--- Begin Material supplied ---
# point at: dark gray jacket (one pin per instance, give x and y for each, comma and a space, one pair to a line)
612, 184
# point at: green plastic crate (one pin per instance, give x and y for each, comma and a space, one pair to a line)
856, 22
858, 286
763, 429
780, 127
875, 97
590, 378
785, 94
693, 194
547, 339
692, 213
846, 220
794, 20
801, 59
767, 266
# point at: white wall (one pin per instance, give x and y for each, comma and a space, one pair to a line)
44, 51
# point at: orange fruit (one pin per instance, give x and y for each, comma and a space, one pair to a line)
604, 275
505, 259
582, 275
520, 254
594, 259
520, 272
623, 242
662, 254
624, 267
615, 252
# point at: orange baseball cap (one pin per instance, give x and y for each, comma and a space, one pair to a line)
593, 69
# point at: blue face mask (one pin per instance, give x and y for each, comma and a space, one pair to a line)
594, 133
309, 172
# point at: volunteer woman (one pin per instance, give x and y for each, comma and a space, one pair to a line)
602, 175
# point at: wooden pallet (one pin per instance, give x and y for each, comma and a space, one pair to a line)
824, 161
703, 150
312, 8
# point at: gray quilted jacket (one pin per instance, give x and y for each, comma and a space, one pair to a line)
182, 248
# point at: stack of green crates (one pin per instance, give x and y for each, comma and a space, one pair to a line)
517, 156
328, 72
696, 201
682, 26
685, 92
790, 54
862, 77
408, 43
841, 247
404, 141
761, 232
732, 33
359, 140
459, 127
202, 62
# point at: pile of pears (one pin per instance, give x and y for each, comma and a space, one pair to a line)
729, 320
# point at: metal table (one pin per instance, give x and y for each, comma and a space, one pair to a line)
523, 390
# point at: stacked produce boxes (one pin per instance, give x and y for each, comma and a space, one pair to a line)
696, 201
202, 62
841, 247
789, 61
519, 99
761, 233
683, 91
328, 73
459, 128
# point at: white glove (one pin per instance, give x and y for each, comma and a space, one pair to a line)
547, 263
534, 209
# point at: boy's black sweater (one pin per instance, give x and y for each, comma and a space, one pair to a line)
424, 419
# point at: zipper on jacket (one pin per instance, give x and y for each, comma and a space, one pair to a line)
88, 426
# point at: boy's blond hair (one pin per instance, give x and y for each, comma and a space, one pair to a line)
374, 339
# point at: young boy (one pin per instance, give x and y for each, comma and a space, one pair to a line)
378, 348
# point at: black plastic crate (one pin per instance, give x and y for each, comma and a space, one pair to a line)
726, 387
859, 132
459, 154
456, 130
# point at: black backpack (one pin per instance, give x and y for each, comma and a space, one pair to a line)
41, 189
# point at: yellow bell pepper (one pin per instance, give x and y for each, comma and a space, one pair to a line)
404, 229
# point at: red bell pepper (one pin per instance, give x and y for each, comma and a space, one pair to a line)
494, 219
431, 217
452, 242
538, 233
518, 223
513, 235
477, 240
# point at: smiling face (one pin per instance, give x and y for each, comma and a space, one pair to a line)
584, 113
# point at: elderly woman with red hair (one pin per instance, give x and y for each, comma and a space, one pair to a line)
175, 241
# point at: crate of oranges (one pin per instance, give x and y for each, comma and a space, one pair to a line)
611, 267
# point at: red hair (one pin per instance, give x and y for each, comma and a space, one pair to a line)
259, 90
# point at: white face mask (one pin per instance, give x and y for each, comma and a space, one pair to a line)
--- End Material supplied ---
**Stated exercise**
Locate the line with "# point at: smiling" in the entries above; extract it and every line after it, verbatim.

**Response below**
# point at: smiling face (one pin per instance, give x and y for each, comma and a space, one pair to a line)
584, 113
# point at: elderly woman with red hair (one pin per instance, give x and y for each, comma and a space, one pair to a line)
175, 241
# point at: crate of oranges (one pin per instance, give x and y for each, comma and a space, one pair to a line)
611, 267
# point at: red hair (one pin per instance, give x and y for each, comma and a space, one pair to a line)
259, 90
# point at: white face mask (one pin per instance, give x and y for each, comma and a space, one pair to a line)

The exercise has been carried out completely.